→ **Page extract**:

# VIP 500 watt Smps



## ankurya1985 (Apr 8, 2009)

Hello
I want to know the price for VIP 500 watt SMPS .
Please tell me the price of smps and tell me if i can go for any other smps .
no matter of Budget
My specification is
Pentium D 805
Intel D102GGC2 Mobo
2X1Gb ram 667 MHZ
XFX 8600 GT GDDR3 256MB Card
PixelView Pro 3 Card
2 Hard drives Hitachi 160 Gb + Seagate 40 Gb 
1 DVD writer .
Please reply.


----------



## comp@ddict (Apr 8, 2009)

Go for this:-
Powersafe Silver 400W @ Rs. 1,400


----------



## The Sorcerer (Apr 8, 2009)

It should cost between 1.8k-2k


----------



## dOm1naTOr (Apr 8, 2009)

if u dun have budget constraints, then go for Corsair VX 450. hell of a best one for 4k


----------



## ankurya1985 (Apr 8, 2009)

comp@ddict said:


> Go for this:-
> Powersafe Silver 400W @ Rs. 1,400


will 400 watt be enough????

→ **Records**:
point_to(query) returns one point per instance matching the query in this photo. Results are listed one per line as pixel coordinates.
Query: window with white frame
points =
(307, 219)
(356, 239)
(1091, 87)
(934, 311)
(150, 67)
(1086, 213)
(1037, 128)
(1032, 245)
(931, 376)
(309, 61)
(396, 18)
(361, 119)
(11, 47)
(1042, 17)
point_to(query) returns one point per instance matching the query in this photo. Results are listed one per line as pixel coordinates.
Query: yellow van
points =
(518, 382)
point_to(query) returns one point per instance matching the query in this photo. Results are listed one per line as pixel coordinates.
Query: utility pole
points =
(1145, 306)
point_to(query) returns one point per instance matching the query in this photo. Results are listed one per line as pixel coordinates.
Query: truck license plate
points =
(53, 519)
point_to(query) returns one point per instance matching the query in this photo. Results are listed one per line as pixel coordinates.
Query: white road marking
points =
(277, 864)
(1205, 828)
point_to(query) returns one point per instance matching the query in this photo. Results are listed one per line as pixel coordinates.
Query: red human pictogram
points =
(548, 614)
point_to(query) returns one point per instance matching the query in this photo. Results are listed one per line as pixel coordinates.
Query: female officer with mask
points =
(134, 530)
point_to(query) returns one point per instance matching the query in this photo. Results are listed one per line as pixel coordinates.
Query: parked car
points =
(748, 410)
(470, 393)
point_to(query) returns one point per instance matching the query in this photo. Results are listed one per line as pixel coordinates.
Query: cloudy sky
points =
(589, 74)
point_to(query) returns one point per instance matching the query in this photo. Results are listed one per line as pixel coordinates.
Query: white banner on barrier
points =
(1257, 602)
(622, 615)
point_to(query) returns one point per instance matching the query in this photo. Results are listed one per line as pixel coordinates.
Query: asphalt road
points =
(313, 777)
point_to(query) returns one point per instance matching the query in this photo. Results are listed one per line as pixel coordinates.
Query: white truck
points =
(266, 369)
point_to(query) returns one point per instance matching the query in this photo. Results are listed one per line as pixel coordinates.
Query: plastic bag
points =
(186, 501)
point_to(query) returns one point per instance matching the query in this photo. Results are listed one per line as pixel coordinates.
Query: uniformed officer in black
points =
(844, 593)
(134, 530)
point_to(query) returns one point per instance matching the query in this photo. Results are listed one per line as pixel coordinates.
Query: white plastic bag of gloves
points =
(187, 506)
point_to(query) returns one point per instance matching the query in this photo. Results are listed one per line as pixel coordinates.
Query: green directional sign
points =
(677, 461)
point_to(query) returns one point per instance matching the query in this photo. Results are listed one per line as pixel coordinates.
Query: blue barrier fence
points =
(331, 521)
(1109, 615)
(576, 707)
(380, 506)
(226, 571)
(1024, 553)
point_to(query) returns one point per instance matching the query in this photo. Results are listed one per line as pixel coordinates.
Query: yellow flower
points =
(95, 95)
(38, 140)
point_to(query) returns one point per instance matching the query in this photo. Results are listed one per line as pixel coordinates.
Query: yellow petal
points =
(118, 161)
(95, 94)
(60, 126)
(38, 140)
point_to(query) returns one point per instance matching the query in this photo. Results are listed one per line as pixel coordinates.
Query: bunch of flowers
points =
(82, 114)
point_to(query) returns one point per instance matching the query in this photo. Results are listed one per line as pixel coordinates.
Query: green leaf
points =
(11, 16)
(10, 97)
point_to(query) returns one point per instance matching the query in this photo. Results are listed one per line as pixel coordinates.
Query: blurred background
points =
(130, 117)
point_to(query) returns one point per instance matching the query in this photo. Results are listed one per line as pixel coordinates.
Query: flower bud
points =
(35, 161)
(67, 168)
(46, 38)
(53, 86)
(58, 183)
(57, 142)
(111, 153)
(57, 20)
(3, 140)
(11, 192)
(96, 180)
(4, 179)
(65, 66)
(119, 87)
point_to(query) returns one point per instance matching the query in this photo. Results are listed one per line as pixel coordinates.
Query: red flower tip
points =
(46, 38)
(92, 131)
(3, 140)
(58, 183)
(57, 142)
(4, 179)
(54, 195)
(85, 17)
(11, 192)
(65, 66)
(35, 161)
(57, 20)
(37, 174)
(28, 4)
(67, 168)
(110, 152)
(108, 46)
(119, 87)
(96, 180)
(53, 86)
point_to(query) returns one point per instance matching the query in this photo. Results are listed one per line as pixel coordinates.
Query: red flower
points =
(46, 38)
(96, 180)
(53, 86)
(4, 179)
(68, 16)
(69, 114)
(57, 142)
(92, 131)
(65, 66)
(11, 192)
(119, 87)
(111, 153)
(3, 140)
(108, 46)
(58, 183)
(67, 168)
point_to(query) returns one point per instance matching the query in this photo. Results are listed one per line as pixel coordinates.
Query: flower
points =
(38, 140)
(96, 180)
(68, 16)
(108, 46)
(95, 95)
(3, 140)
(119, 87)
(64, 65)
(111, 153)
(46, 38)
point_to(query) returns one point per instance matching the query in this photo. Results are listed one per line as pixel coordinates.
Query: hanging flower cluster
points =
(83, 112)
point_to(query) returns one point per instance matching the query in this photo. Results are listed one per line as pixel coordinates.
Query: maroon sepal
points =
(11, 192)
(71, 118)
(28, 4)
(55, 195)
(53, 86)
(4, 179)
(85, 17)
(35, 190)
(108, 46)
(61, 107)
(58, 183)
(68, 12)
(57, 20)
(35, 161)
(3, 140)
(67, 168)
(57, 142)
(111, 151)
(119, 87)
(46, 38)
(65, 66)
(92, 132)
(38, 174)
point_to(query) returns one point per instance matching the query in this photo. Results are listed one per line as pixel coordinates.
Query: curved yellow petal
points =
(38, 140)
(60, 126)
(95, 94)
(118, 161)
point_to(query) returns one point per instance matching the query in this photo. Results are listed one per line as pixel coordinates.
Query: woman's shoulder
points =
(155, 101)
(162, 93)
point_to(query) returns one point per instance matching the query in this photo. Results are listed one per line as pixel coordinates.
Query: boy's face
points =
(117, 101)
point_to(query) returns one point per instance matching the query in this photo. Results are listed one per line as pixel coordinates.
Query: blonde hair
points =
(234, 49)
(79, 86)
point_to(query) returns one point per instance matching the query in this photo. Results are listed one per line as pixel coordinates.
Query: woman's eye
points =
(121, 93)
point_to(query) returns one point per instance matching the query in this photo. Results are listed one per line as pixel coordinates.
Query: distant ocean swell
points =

→ **Task set**:
1. In the SMPS thread, what price does comp@ddict give for the Powersafe Silver 400W?
2. Rewrite the part of the SMPS thread that begins at the words "# VIP 500 watt" and stops after "other smps .", putting "cost" in place of "price".

→ **Responses per task**:
1. Rs. 1,400

2.
# VIP 500 watt Smps



## ankurya1985 (Apr 8, 2009)

Hello
I want to know the cost for VIP 500 watt SMPS .
Please tell me the cost of smps and tell me if i can go for any other smps .